SET OF TASKS:
**1.** Write out the passage of the forest products industry piece between "Our companies, their" and "is my story.", inclusive.
**2.** In the forest products industry piece, what three job choices does the writer say were available in rural South Carolina?
**3.** Can you pick up the forest products industry piece after its last sentence and keep writing it?

By David M. Wise
Pulp and Paperworkers' Resource Council
National Steering Committee Chairman
I got my start in the forest products industry 26 years ago after serving in the U.S. Army. When I came home from Operation Desert Shield and Desert Storm, there weren’t a lot of good, secure family-wage jobs available in rural South Carolina. You only really had three choices. The railroad, United Parcel Service or the paper mill.
I had always heard that getting a job with the paper mill was like winning the lottery. A job in the forest products industry had everything one could ask for in a job. Secure steady work. A job that had provided an excellent living for generations. Quality, low-cost insurance. An abundance of time off and, not to mention, excellent higher-than-average pay.
This was a place I could settle, make a good living, provide for my family and one day retire. You could say I DID win the lottery. My career at WestRock’s Florence, South Carolina mill has afforded me the opportunity to send my children to college, buy a nice spacious home and provide my family with new dependable vehicles and much more.
I am not the only lucky one though. The forest products industry has touched more workers than myself. Some mills have as many as three generations working at one facility, and some of our employees are fifth or sixth-generation paper makers. It is a way of life for us, and National Forest Products Week (October 15 -21) is a great time to share it.
Our companies, their employees and families form the heart of our communities. Together, we are a fiercely dedicated group of individuals who stick together as we work to ensure our industry’s future and the health of our environment through sustainable practices. We are American manufacturing, and this is my story.

Items stored from a collection:
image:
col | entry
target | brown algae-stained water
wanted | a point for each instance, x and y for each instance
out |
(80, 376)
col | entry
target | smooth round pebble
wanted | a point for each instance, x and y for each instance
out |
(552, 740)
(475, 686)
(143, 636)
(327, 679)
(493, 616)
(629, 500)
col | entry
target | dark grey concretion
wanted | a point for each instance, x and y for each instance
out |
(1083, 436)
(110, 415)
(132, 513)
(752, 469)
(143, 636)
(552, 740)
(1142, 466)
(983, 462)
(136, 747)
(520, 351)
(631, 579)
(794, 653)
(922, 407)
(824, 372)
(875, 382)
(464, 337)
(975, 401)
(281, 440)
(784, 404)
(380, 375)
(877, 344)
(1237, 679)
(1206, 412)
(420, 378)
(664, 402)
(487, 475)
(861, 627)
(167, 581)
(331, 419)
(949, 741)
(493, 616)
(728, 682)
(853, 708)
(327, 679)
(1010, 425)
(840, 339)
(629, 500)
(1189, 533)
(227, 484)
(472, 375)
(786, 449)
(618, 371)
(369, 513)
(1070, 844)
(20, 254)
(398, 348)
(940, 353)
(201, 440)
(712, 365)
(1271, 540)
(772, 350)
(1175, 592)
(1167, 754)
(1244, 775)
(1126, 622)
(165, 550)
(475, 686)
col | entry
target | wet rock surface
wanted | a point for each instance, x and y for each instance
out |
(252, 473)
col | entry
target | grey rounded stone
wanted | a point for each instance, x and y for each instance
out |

--

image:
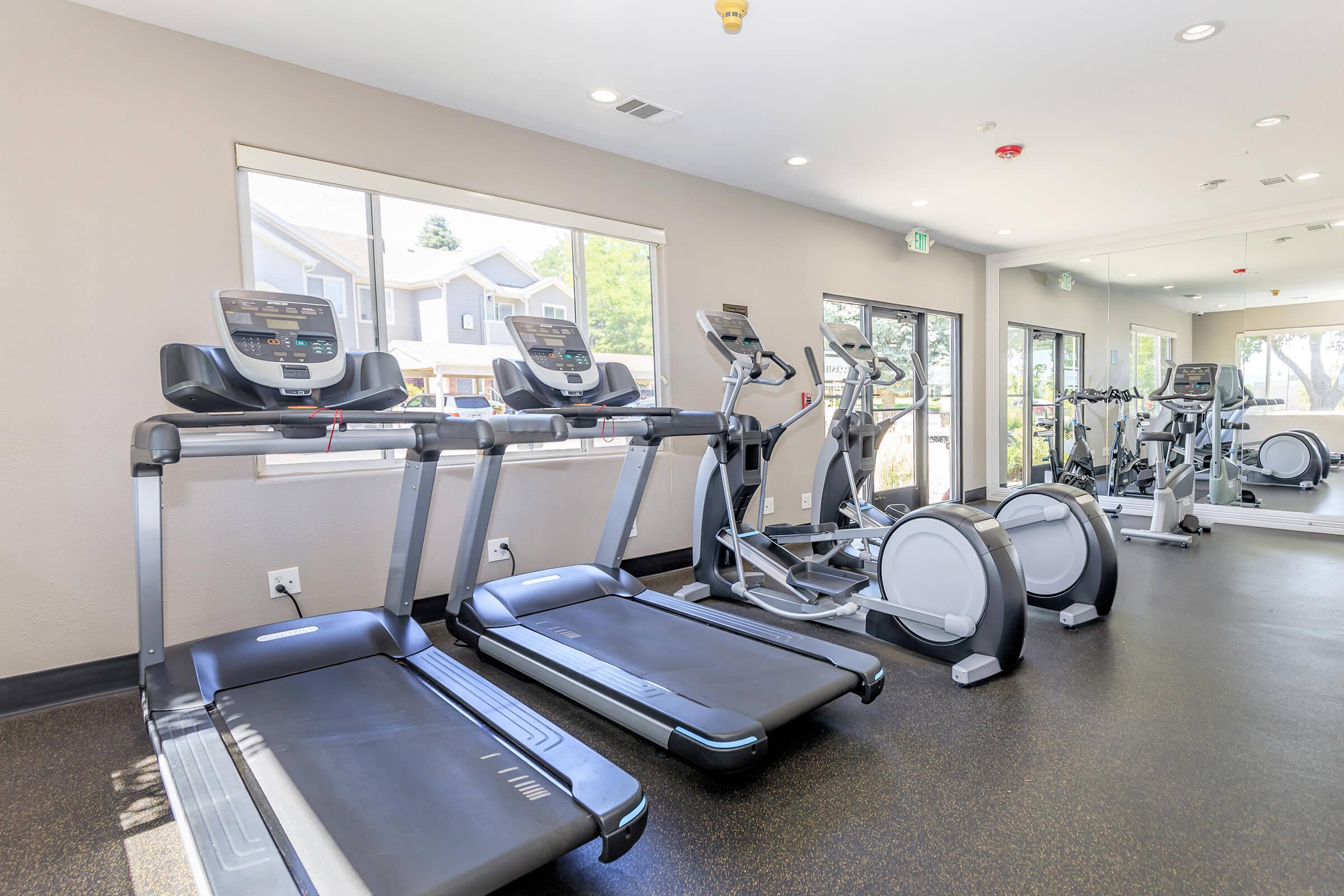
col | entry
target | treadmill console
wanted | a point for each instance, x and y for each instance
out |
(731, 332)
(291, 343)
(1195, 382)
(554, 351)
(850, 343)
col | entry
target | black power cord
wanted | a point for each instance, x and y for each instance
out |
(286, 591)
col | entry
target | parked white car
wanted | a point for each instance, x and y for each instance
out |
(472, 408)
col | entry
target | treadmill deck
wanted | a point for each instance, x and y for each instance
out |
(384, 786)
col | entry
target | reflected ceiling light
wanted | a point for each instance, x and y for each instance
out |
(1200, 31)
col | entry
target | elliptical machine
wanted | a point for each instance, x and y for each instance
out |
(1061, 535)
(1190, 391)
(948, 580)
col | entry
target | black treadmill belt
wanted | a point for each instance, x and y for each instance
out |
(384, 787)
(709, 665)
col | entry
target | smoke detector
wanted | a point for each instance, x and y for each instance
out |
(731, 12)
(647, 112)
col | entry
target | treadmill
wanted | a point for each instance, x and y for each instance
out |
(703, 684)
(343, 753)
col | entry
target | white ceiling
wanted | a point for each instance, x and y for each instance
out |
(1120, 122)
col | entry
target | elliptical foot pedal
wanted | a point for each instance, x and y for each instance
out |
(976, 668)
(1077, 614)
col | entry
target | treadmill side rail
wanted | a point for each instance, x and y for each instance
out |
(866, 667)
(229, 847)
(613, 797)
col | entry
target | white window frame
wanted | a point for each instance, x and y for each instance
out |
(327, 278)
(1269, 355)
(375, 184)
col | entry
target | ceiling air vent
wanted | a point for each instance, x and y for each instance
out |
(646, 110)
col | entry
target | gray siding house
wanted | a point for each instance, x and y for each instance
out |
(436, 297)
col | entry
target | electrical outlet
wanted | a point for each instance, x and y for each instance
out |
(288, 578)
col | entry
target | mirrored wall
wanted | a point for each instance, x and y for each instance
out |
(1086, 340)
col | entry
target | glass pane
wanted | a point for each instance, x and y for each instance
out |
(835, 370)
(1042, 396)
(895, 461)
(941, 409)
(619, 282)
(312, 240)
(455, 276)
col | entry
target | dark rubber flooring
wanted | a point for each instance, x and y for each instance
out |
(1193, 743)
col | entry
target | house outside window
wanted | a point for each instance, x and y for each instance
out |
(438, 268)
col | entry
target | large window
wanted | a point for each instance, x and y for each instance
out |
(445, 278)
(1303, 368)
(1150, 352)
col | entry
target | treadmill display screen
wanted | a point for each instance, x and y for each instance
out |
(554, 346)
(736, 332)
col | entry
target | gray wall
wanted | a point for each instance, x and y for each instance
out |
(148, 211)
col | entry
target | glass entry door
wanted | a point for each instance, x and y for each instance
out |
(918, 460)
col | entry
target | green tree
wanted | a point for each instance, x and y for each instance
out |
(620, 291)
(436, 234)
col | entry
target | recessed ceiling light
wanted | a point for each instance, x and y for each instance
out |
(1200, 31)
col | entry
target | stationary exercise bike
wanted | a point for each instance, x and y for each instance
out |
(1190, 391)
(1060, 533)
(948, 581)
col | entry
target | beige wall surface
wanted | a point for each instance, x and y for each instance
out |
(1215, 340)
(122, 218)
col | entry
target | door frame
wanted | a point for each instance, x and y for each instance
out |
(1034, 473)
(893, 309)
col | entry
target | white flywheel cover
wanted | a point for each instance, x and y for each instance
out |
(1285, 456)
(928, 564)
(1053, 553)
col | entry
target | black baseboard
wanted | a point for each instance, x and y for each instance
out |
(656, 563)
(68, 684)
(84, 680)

ANSWERS IN ORDER:
**1.**
Our companies, their employees and families form the heart of our communities. Together, we are a fiercely dedicated group of individuals who stick together as we work to ensure our industry’s future and the health of our environment through sustainable practices. We are American manufacturing, and this is my story.

**2.** The railroad, United Parcel Service or the paper mill.

**3.**
Throughout my career I have witnessed the ups and downs of our industry. Unfair trade practices, overzealous environmental regulations and legislation have wreaked havoc on our industry. Smaller mills are closing and continuing acquisitions are creating larger corporations. Many plants have had to endure austerity programs to be able to afford and implement new overly restrictive environmental standards. Some facilities have had to file bankruptcy and close.
When I began my career in the forest products industry, it employed more than a million people. It now employees around 900,000 men and women. Even with this reduction in jobs, the industry still ranks among the top 10 manufacturers in 45 states and meets a payroll of $50 billion annually. Our industry still accounts for four percent of all U.S. manufacturing GDP.
The people of our industry are dedicated to conservation and sound forest management practices. We realize that without healthy forests and a good clean environment our industry cannot survive, nor can we. That’s why we are dedicated to conserving our environment while we strive to preserve the stability of the work force and contribute to the economy of the surrounding communities.
In rural communities across the U.S., where most of our industry is located, our companies are one of the largest employers. Our payrolls keep the region thriving with employees buying new cars, new houses, new boats and ATV’s. The taxes generated by the mills, the loggers, the supporting companies and their employees play a vital role in the economic stability of the entire community. And, local school districts, city and county offices and agencies, along with local and national merchants depend heavily on the revenue our industry generates.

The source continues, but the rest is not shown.